**Instructions to follow:**
Can you continue the passage on the global donkey-skin trade from where it stops?

**Excerpt provided:**
The AVMA recently joined a host of veterinary and animal welfare organizations in condemning the global trade in donkey skins as an inhumane industry that harms communities and threatens the species worldwide.
For centuries, people in China have treated dizziness and other medical conditions with "ejiao," an herbal remedy made with a gelatin obtained by boiling and stewing donkey skin.
Demand for ejiao has spiked dramatically during the past decade, so much so that China now imports donkey skins from around the world, including Brazil and Mexico, and poaching is common. With Africa as the epicenter of the donkey-skin trade, entire areas in West Africa have reported localized donkey extinctions, according to the World Veterinary Association.
The United Nation's Food and Agriculture Organization estimates China's population of donkeys has plummeted from roughly 11 million within recent years to approximately 5.4 million in 2016.

**Dataset entries:**
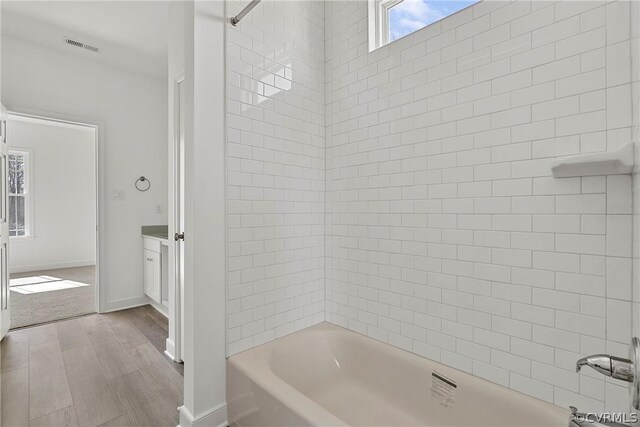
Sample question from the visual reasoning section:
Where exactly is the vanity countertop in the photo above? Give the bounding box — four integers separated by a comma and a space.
142, 225, 169, 240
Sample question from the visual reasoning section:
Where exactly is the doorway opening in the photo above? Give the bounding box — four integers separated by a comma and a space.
7, 113, 99, 328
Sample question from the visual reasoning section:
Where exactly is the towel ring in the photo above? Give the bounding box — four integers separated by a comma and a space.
136, 176, 151, 192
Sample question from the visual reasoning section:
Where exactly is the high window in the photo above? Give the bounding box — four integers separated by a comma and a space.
369, 0, 480, 50
9, 151, 30, 237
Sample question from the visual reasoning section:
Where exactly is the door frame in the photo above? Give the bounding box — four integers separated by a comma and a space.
165, 70, 186, 362
6, 106, 107, 313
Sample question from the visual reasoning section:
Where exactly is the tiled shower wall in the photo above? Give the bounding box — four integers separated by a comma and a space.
226, 1, 325, 355
325, 0, 637, 411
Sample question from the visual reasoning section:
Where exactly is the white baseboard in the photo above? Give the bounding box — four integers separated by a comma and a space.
164, 338, 176, 360
104, 296, 151, 313
149, 298, 169, 319
178, 403, 229, 427
9, 260, 96, 273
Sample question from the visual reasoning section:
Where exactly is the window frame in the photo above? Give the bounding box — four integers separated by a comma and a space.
370, 0, 404, 49
369, 0, 482, 52
7, 147, 33, 239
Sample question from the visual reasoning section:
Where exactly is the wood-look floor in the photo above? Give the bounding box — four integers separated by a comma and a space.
0, 306, 183, 427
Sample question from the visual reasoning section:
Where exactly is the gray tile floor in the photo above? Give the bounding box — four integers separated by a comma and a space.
0, 306, 183, 427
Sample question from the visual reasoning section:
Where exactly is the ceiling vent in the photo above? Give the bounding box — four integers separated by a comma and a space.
64, 37, 101, 53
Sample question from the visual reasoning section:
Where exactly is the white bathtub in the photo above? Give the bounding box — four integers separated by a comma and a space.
227, 323, 569, 427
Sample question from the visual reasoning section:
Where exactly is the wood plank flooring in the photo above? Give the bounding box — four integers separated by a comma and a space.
0, 306, 183, 427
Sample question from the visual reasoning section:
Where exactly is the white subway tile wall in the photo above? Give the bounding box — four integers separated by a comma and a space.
325, 0, 640, 411
227, 0, 640, 411
226, 1, 325, 355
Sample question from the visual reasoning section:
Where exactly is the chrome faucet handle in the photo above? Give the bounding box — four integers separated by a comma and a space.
576, 354, 634, 382
571, 337, 640, 410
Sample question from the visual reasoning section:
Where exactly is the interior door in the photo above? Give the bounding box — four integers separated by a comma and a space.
174, 79, 185, 357
165, 72, 185, 362
0, 105, 10, 339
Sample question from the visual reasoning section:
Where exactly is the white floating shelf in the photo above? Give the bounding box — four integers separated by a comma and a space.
551, 142, 634, 178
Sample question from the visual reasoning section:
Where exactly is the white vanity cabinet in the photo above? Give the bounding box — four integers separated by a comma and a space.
142, 235, 169, 311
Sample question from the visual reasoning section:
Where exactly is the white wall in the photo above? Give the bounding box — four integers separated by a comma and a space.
227, 1, 325, 354
2, 37, 167, 309
180, 1, 228, 427
8, 115, 97, 271
325, 1, 637, 411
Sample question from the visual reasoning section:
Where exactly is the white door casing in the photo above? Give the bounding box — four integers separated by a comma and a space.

**Answer to this problem:**
Although China's ejiao industry is investing in donkey breeding programs, consumer demand is not being met. Donkeys are poorly suited to intensive breeding practices because of long gestation periods, low fecundity, low success rates of artificial insemination, and high propensity to abortion and death secondary to stress, the WVA states.
At the Nov. 9, 2018, meeting of the AVMA Board of Directors, members approved a proposal from the Animal Welfare Committee and Committee on International Veterinary Affairs to endorse a statement from the American Association of Equine Practitioners condemning the donkey-skin trade. The AAEP statement reads as follows:
"The American Association of Equine Practitioners joins international equine welfare organizations in condemning the inhumane transport and killing of donkeys to satisfy the escalating global trade in donkey skins. It is estimated that a minimum of 1.8 million donkey skins are traded each year to create a substance known as ejiao, which is used in Chinese beauty products and traditional medicines.
"In addition to welfare concerns for the animals' treatment, this issue is especially devastating in developing countries where donkeys are essential to the livelihoods of millions of the world's poorest people. Families lose their income overnight because of donkey theft. Buying a new animal often is not an option due to rising market prices caused by depopulation. The loss of a donkey also jeopardizes transport of children to school and limits the growth of women in community-related roles.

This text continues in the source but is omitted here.